-- start of MATERIAL --
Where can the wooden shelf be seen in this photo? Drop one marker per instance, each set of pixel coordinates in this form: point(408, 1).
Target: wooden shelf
-- end of MATERIAL --
-- start of MATERIAL --
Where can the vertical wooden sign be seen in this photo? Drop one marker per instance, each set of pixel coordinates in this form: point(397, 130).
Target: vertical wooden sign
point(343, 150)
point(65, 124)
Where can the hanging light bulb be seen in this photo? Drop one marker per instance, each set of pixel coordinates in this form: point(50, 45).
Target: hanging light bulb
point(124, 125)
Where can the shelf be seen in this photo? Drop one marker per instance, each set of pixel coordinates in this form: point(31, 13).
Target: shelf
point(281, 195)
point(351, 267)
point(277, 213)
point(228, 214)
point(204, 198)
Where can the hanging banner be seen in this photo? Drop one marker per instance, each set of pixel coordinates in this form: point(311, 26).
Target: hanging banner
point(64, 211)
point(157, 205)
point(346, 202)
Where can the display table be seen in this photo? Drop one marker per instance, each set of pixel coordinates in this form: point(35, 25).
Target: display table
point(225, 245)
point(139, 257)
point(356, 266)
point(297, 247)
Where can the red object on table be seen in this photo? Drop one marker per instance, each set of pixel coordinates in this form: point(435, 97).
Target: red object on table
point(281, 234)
-- end of MATERIAL --
# CHALLENGE
Pick out and copy in full every line of the data above that contains the string "bulb". The match is case-sensitive.

# ANSWER TO THIS EXERCISE
Where can the hanging light bulb be seen in this photo? Drop one marker per instance, each set of pixel coordinates in this form: point(50, 45).
Target: hanging light bulb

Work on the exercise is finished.